Ejercicio →
Localiza en los datos cada línea que contenga la palabra "facade" y cópiala.

Material proporcionado →
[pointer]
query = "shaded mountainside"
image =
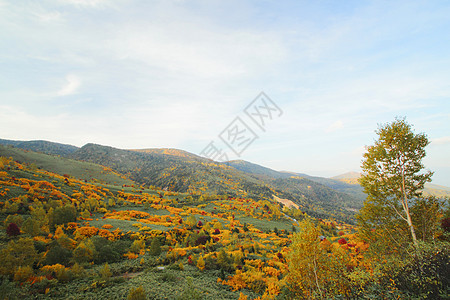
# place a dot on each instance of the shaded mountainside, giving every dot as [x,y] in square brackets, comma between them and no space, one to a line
[181,171]
[64,166]
[430,189]
[42,146]
[190,173]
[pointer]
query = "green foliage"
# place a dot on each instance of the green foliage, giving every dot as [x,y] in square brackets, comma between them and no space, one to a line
[58,255]
[137,246]
[31,226]
[155,247]
[427,274]
[23,273]
[137,293]
[105,250]
[392,177]
[62,215]
[190,292]
[18,253]
[84,252]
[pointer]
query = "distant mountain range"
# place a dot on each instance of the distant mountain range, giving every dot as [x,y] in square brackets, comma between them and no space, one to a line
[181,171]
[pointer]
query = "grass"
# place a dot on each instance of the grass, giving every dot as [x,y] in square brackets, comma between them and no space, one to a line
[77,169]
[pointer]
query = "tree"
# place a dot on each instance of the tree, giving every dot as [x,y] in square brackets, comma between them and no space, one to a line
[393,175]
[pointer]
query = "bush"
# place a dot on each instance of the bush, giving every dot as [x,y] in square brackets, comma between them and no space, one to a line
[155,247]
[189,291]
[58,255]
[12,230]
[427,275]
[105,252]
[62,215]
[23,273]
[137,294]
[105,272]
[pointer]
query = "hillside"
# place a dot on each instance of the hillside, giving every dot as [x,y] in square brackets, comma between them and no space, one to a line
[42,146]
[430,188]
[64,166]
[193,174]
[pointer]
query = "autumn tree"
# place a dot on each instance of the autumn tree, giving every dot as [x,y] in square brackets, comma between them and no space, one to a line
[392,178]
[314,271]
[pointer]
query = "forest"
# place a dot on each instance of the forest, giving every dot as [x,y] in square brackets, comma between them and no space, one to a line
[110,236]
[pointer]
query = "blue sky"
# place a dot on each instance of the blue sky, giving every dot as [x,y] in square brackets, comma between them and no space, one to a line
[143,74]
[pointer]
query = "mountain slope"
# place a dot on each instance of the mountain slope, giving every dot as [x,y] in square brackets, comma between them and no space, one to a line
[64,166]
[429,190]
[42,146]
[190,173]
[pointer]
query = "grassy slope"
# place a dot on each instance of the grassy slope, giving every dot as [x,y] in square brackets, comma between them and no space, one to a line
[60,165]
[166,284]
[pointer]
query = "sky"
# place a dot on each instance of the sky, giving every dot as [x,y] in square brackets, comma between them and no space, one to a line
[177,74]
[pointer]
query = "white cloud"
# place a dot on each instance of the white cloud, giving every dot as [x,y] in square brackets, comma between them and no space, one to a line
[85,3]
[440,141]
[71,86]
[335,126]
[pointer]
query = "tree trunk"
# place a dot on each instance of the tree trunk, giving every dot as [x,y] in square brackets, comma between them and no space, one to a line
[406,209]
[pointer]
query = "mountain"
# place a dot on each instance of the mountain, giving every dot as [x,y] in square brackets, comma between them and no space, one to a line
[429,190]
[42,146]
[255,169]
[349,177]
[64,166]
[191,173]
[181,171]
[168,151]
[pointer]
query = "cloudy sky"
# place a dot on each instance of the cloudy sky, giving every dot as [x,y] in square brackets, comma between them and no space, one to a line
[144,74]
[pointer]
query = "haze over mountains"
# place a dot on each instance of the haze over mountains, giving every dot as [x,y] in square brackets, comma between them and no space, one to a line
[182,171]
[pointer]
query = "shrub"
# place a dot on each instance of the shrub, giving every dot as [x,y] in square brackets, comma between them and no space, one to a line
[202,240]
[427,275]
[62,215]
[23,273]
[12,230]
[189,291]
[58,255]
[105,272]
[105,252]
[137,293]
[342,241]
[155,247]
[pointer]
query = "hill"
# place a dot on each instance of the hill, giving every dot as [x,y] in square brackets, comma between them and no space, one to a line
[430,189]
[64,166]
[42,146]
[193,174]
[181,171]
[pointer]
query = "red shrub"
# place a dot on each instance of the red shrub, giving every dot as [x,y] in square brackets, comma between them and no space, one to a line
[445,224]
[342,241]
[12,229]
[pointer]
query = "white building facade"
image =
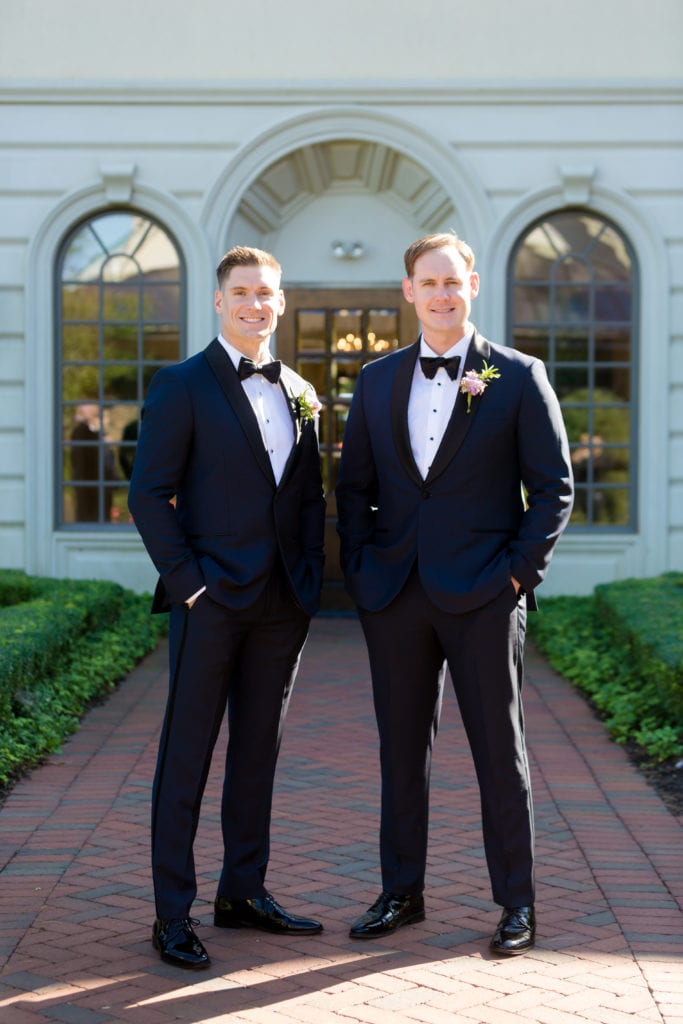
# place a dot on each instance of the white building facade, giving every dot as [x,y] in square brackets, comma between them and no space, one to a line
[120,192]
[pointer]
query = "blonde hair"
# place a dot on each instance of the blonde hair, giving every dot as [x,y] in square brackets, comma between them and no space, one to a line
[245,256]
[442,240]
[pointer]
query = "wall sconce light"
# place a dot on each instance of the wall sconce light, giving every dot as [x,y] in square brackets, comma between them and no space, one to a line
[348,250]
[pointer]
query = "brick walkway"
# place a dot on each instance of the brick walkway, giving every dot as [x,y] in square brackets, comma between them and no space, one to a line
[76,895]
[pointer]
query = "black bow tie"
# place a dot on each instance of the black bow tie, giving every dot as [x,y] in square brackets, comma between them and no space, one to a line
[269,370]
[430,365]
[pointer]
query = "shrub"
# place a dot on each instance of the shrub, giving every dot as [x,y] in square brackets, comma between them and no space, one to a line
[63,644]
[624,648]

Resultado del ejercicio →
query = "white building facade"
# place a dot on each instance of the white building facade, giving every dot as [x,y] in square brackets, comma between them and no space, one to a line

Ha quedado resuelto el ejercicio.